[Box-labeled dataset extracts]
## Begin
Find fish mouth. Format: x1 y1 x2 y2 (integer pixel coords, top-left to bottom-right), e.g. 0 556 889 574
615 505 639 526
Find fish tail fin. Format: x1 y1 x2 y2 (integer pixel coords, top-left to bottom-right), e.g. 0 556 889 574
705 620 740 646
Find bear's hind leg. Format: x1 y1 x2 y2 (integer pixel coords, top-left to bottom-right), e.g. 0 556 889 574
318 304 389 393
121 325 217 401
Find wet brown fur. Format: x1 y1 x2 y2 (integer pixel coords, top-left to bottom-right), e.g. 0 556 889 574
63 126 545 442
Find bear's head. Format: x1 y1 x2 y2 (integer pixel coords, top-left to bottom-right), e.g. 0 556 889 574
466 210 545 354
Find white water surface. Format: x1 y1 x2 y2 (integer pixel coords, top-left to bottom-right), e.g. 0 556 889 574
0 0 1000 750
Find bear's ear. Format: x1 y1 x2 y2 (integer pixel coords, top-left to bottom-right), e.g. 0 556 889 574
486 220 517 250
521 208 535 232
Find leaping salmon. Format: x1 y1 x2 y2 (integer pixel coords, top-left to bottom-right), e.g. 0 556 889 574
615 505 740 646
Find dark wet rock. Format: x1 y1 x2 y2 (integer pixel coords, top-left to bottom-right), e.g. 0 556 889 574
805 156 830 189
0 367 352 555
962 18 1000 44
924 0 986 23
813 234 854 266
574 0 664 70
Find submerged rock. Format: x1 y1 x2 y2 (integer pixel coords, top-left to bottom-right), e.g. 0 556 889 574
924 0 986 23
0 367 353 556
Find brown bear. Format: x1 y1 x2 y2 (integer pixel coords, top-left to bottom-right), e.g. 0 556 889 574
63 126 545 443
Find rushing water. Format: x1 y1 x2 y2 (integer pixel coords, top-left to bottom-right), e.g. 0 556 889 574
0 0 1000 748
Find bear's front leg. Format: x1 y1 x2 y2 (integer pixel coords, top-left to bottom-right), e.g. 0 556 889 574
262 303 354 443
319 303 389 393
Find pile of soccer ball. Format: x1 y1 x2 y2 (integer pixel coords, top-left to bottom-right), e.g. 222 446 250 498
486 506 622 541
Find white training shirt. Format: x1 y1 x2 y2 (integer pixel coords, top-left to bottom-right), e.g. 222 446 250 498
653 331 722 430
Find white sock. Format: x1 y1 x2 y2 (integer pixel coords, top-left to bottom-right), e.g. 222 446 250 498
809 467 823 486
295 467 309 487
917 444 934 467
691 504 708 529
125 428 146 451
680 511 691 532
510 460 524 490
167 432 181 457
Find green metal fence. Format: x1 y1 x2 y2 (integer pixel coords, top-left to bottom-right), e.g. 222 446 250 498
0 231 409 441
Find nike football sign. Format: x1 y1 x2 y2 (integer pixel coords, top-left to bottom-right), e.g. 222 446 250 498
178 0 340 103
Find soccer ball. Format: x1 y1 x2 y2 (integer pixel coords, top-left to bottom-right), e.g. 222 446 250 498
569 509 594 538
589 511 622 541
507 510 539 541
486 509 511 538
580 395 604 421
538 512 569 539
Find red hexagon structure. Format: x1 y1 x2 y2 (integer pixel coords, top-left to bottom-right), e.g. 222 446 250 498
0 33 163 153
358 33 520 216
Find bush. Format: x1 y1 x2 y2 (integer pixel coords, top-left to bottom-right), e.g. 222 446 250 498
## End
• [WRITTEN REQUEST] Copy everything in the material from the line containing "Find wet brown" down to the line containing "466 210 545 354", requests included. Add -142 to every coordinate in the answers.

• [FINISHED TASK]
Find wet brown fur. Format: x1 y1 x2 y2 (integer pixel coords, top-left to bottom-right), e.g. 0 556 889 574
-79 -16 403 300
Find bear's head. Format: x1 y1 x2 y2 (integer pixel coords, top-left to bottom-right), e.g. 0 556 889 574
324 68 403 212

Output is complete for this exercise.